**EXCERPTED PASSAGE:**

####################

Being diagnosed with ADHD was life-changing. First of all, I went through a period of grief, as I was looking back at all the moments of shame, embarrassment, frustration and fear and realised that was all linked to ADHD. I was scared to tell people in case they saw me differently and judged me, which was silly, as when I told my friends a lot of them had “me-too” moments themselves!

Six months on and I now love being ADHD. I have a totally different perspective on life and while I am still exceptionally self-critical, I can now see all the benefits of being ADHD and I am starting to be more “Me” for the first time. Here are just a few.

Creativity

I asked my 10-year-old why he thought ADHD is great and he said, “if you had 5 people with the same brain looking at a problem, they will all come up with the same answer and will miss the brilliance”. I couldn’t put it better myself.

As a mum to neurodiverse children and a professional health leader, I have to find creative ways around everything, and I love it. From helping my sons overcome barriers, to redesigning a whole Primary Healthcare System in another country. Ask me to focus on something that will make people’s lives better, with a mix of novelty, pressure and reward, and I will knock your socks off. Ask me to get the wet washing out the washing machine… you’ll be waiting a while!

Hyperfocus 

When I’m in the hyperfocus zone, I am a machine. I channel all my attention and energy into something, and its enabled me to achieve award-winning innovation. Some of the most successful people with ADHD have used this ‘superpower’, such as Richard Branson, Michael Phelps and Bill Gates. Unfortunately, this only kicks in when I have that magic mix of novelty, pressure and reward… not when the washing machine beeps.

####################

**INSTRUCTIONS TO FOLLOW:** Reproduce the ADHD passage above word for word, starting at "I asked my 10-year-old" and ending at "it better myself.".

####################

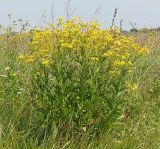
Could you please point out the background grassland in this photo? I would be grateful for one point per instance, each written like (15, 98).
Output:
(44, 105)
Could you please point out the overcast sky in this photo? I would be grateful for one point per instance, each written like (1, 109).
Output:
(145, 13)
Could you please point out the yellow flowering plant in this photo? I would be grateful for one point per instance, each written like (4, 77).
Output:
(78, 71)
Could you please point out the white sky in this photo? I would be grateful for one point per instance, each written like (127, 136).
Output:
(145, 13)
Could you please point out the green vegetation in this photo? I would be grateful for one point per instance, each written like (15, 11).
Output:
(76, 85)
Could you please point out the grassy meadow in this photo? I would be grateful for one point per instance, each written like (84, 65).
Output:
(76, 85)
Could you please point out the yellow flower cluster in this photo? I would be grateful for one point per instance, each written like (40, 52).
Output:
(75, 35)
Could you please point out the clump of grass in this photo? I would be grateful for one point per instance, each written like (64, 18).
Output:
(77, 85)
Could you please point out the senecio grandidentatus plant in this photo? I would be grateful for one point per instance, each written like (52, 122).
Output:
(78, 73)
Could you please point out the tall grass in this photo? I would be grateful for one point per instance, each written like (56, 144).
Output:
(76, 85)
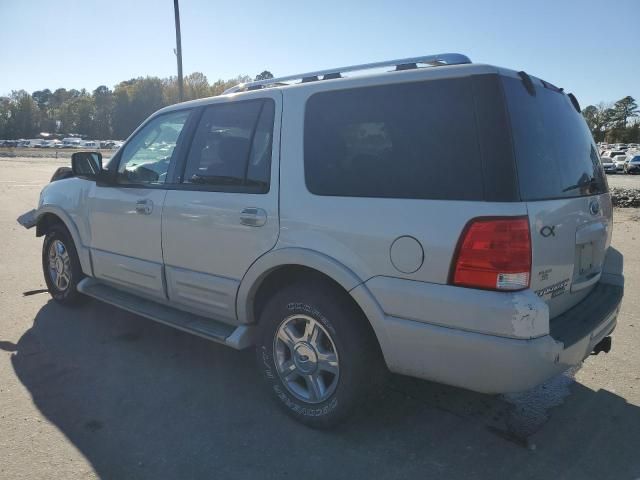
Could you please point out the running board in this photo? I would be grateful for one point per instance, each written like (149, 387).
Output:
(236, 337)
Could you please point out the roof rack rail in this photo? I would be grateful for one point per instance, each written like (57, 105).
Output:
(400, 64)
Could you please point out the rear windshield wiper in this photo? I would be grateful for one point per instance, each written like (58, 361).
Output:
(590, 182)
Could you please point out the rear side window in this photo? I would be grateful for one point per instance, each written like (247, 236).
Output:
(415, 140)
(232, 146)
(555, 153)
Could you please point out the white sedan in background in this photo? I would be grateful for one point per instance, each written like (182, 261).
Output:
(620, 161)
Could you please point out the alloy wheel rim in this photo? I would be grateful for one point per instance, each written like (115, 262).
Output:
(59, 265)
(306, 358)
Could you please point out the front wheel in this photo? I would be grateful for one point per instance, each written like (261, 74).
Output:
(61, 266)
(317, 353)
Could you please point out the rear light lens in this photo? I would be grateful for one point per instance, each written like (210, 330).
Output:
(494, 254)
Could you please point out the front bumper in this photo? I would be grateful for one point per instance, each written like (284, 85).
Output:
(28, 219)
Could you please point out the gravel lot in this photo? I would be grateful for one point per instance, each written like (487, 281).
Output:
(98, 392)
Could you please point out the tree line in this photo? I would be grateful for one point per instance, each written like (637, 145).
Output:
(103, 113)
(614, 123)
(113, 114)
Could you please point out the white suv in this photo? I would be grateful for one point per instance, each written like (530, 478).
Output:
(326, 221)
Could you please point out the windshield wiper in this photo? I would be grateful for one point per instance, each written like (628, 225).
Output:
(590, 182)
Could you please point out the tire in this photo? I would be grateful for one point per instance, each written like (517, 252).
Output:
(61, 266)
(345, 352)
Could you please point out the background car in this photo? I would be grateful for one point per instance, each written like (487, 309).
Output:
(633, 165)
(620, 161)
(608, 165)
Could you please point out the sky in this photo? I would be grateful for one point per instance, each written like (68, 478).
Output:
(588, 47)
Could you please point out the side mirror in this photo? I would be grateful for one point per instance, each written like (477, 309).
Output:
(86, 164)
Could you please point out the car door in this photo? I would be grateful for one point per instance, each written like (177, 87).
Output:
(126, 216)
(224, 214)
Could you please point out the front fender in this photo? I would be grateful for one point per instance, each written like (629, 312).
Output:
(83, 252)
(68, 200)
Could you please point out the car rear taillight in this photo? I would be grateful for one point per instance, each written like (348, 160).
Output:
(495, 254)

####################

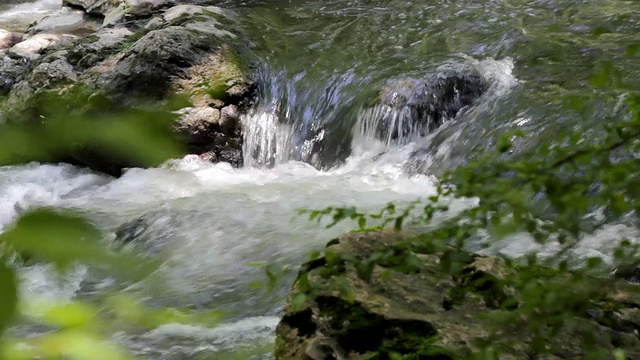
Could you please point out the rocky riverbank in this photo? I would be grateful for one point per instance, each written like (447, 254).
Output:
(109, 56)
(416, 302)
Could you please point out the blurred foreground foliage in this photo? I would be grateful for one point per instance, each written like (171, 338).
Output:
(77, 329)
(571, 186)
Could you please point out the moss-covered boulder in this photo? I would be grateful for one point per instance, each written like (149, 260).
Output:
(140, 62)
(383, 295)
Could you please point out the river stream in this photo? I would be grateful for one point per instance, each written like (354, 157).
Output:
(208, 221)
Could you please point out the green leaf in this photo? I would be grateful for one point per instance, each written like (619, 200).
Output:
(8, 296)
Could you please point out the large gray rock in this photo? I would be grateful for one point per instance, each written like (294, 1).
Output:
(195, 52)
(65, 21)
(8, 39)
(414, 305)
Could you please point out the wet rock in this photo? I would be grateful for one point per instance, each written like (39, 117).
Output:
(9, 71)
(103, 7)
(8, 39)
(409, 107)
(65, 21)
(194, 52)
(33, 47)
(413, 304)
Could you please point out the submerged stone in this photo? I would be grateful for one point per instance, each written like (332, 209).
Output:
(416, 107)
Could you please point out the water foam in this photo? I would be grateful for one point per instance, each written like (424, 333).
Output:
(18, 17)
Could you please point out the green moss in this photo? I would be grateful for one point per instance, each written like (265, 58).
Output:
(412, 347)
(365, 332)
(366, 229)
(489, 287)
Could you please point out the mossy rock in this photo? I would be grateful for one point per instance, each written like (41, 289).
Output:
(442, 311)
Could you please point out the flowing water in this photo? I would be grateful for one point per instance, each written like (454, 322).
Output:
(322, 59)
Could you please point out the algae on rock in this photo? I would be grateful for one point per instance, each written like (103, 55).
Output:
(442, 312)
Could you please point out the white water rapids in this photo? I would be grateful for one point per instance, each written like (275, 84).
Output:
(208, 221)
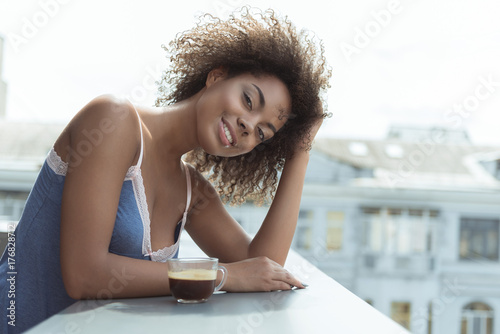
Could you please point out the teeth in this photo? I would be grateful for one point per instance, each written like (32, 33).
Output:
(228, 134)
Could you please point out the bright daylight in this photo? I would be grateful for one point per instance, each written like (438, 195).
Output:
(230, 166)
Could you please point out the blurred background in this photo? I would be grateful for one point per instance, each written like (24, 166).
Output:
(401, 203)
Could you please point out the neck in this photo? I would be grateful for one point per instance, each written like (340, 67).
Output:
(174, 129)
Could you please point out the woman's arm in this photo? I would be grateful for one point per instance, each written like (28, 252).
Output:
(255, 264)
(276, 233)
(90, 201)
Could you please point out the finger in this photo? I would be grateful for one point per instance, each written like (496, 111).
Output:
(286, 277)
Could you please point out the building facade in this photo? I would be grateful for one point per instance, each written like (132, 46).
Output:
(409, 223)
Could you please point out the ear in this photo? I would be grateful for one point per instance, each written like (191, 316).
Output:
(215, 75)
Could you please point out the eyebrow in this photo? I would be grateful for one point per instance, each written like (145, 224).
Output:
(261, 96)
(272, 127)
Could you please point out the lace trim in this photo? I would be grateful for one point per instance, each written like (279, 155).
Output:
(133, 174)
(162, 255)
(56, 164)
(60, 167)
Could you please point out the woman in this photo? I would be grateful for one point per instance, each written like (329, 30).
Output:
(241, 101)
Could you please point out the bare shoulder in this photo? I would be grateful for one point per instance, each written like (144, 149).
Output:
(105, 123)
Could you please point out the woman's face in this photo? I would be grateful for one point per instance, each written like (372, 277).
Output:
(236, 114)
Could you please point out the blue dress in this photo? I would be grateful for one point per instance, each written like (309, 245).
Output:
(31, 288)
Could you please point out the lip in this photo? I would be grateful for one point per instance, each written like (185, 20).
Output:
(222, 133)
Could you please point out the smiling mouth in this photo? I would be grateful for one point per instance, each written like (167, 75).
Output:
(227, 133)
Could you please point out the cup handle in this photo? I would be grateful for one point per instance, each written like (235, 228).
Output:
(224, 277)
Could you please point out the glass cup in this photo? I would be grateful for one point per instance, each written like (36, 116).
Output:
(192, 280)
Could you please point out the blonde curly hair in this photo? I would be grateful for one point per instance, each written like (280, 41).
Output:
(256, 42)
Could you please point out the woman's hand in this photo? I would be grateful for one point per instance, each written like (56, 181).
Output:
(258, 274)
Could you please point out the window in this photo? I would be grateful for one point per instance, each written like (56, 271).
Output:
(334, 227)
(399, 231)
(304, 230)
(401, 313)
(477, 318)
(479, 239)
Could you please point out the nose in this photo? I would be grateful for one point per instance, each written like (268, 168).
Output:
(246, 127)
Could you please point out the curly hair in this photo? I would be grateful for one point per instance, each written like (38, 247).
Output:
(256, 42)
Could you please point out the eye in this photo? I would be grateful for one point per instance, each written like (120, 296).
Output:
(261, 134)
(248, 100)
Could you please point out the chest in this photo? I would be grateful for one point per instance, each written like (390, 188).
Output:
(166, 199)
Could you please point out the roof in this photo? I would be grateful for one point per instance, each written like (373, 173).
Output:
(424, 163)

####################

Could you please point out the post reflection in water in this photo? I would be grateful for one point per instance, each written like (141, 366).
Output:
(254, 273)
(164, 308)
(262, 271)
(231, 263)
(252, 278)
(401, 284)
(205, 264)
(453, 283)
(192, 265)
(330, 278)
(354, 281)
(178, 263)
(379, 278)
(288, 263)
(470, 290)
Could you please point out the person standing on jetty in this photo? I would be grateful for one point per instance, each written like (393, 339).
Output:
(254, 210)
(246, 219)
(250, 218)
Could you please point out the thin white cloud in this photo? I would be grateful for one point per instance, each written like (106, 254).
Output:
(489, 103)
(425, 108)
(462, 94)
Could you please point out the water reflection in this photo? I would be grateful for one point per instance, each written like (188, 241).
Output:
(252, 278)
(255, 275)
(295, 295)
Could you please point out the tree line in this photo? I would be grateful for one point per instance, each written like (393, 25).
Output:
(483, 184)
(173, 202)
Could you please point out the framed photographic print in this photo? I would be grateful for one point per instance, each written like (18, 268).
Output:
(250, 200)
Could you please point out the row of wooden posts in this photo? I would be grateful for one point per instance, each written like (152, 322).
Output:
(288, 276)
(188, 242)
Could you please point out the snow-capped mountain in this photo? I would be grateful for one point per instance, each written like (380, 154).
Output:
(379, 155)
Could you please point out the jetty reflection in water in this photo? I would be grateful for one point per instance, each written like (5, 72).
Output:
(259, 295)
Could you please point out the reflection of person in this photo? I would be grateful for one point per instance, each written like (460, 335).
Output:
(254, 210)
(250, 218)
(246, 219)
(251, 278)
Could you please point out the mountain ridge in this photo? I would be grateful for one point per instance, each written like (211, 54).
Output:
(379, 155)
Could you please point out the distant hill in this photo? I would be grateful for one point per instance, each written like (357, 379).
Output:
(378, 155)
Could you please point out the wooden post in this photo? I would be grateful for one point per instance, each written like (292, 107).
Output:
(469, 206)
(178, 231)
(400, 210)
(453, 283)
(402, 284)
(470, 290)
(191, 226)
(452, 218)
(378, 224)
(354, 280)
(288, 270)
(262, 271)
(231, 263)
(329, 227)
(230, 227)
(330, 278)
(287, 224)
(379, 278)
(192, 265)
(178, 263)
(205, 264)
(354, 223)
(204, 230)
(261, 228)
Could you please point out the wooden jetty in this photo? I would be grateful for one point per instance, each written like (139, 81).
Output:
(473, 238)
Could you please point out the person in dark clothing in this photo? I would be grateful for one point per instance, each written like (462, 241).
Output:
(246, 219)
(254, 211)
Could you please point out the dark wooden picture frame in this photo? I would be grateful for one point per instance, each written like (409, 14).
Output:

####################

**RESULT BELOW:**
I asked my 10-year-old why he thought ADHD is great and he said, “if you had 5 people with the same brain looking at a problem, they will all come up with the same answer and will miss the brilliance”. I couldn’t put it better myself.